**Data supplied:**
——————

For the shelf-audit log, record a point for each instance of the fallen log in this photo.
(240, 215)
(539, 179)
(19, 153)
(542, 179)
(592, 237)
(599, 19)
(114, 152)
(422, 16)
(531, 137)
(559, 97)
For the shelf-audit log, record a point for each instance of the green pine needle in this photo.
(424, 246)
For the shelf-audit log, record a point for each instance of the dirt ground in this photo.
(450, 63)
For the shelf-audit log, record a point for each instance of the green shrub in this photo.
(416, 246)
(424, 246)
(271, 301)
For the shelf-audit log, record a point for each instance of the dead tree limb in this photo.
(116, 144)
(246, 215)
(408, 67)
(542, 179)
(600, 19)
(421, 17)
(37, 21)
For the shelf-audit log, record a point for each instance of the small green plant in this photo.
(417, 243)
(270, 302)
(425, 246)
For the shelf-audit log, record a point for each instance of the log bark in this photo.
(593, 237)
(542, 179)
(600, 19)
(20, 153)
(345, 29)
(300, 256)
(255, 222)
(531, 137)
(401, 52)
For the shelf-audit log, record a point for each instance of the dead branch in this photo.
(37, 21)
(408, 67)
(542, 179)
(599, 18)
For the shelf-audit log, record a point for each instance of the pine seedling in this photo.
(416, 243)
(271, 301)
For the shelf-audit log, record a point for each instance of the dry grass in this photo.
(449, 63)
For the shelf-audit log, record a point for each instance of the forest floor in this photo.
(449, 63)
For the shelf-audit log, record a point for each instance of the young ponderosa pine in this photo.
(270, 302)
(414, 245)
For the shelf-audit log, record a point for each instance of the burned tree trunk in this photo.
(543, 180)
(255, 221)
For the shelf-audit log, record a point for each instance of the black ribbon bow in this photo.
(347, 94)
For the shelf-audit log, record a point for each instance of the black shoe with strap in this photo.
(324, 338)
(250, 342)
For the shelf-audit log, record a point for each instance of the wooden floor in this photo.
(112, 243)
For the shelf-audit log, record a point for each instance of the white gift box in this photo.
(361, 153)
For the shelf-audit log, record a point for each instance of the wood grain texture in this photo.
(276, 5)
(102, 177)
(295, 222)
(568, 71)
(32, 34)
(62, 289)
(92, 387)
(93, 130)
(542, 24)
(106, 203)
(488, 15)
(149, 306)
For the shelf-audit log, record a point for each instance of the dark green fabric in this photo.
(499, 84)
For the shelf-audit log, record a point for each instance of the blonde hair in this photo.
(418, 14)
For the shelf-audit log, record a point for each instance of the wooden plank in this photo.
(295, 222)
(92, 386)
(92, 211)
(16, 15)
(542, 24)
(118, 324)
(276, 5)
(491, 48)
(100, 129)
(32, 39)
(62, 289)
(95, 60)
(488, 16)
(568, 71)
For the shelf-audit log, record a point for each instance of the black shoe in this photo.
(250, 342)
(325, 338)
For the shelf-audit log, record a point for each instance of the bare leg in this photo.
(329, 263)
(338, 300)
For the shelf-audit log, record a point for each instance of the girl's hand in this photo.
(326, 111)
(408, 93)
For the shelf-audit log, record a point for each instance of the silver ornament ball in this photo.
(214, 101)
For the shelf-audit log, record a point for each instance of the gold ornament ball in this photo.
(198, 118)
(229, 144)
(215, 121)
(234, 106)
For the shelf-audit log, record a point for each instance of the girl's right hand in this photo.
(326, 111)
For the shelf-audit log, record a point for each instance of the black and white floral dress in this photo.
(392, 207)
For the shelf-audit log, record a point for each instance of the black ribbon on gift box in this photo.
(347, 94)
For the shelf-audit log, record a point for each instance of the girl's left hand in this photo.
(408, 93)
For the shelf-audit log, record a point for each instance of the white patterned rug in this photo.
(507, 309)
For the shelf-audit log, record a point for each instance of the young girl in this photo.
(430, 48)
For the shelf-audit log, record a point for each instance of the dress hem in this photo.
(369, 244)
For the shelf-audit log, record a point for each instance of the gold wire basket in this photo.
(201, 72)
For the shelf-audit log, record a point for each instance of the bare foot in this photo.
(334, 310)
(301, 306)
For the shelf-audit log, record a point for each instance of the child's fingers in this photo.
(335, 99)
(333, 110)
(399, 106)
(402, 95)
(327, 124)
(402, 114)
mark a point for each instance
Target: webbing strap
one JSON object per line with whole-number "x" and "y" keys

——————

**Description of the task:** Could you return all of the data exactly as written?

**Result of the task:**
For the shelf-audit log, record a point for each instance of the fallen log in this photo.
(240, 215)
(539, 179)
(19, 153)
(542, 179)
(592, 237)
(599, 19)
(114, 152)
(422, 16)
(531, 137)
(559, 97)
For the shelf-audit log, record a point for each instance of the green pine needle in this photo.
(424, 246)
For the shelf-audit log, record a point for each instance of the dirt ground in this photo.
(450, 63)
For the shelf-audit log, record a point for each instance of the green shrub in this photo.
(416, 246)
(424, 246)
(271, 301)
For the shelf-audit log, record a point for each instance of the dead tree limb in this photo.
(116, 144)
(246, 215)
(408, 67)
(542, 179)
(600, 19)
(421, 17)
(37, 21)
For the shelf-audit log, record a point for each instance of the small green plant in this photo.
(417, 243)
(270, 302)
(425, 246)
For the shelf-audit log, record a point for each instance of the log bark in this photo.
(593, 237)
(542, 179)
(600, 19)
(20, 153)
(345, 29)
(300, 256)
(255, 222)
(531, 137)
(401, 52)
For the shelf-audit log, record a point for each instance of the dead branch in this photo.
(37, 21)
(408, 67)
(542, 179)
(599, 18)
For the shelf-audit log, record a point for each instance of the pine seedling in this photo.
(416, 243)
(271, 301)
For the shelf-audit log, record a point for each instance of the dry grass in this photo.
(449, 63)
For the shelf-audit log, record a point for each instance of the forest floor in this photo.
(449, 63)
For the shelf-audit log, record a point for each instance of the young ponderosa pine in this photo.
(270, 302)
(414, 245)
For the shelf-audit log, record a point for each instance of the burned tree trunk in this photo.
(543, 180)
(255, 221)
For the shelf-audit log, record a point for each instance of the black ribbon bow in this photo.
(347, 94)
For the shelf-audit log, record a point for each instance of the black shoe with strap in this photo.
(324, 338)
(250, 342)
For the shelf-audit log, record a point for each instance of the wooden floor in this photo.
(112, 243)
For the shelf-audit log, record a point for each instance of the white gift box in this photo.
(361, 153)
For the shelf-audit log, record a point for each instance of the wood grain texture in this photo.
(276, 5)
(102, 177)
(295, 222)
(568, 71)
(32, 34)
(62, 289)
(92, 387)
(93, 130)
(542, 24)
(106, 203)
(488, 15)
(149, 306)
For the shelf-audit log, record a point for each instance of the dark green fabric in this photo.
(499, 84)
For the shelf-audit log, record a point for each instance of the blonde hair in this photo.
(418, 14)
For the shelf-audit log, record a point for each instance of the wooden plank in this photo.
(295, 222)
(92, 386)
(92, 211)
(16, 15)
(542, 24)
(118, 324)
(276, 5)
(491, 48)
(100, 129)
(32, 39)
(62, 289)
(95, 60)
(488, 16)
(568, 71)
For the shelf-audit log, record a point for each instance of the black shoe in this photo.
(250, 342)
(325, 338)
For the shelf-audit log, record a point for each instance of the bare leg in this photo.
(329, 263)
(338, 300)
For the shelf-audit log, record a point for each instance of the girl's hand in this photo.
(326, 111)
(408, 93)
For the shelf-audit log, record a point for each instance of the silver ornament ball in this photo.
(214, 101)
For the shelf-audit log, record a point for each instance of the gold ornament ball in this photo.
(198, 118)
(229, 144)
(215, 121)
(234, 106)
For the shelf-audit log, record a point for each instance of the girl's right hand in this photo.
(326, 111)
For the shelf-audit log, record a point for each instance of the black and white floral dress in this photo.
(392, 207)
For the shelf-audit log, record a point for each instance of the black ribbon on gift box in this photo.
(347, 94)
For the shelf-audit log, record a point for each instance of the girl's left hand in this photo.
(408, 93)
For the shelf-audit log, record a point for each instance of the white patterned rug in this photo.
(507, 309)
For the shelf-audit log, record a point for each instance of the young girl in this photo.
(430, 48)
For the shelf-audit log, record a point for each instance of the dress hem in this photo.
(369, 244)
For the shelf-audit log, record a point for each instance of the gold wire basket in this photo.
(201, 72)
For the shelf-audit log, record a point for each instance of the bare foot in this photo.
(334, 310)
(301, 306)
For the shelf-audit log, record a point for each instance of the child's fingers in this photo.
(335, 99)
(333, 110)
(399, 106)
(402, 95)
(327, 124)
(402, 114)
mark a point for each instance
Target: webbing strap
one JSON object per line with whole-number "x" and "y" keys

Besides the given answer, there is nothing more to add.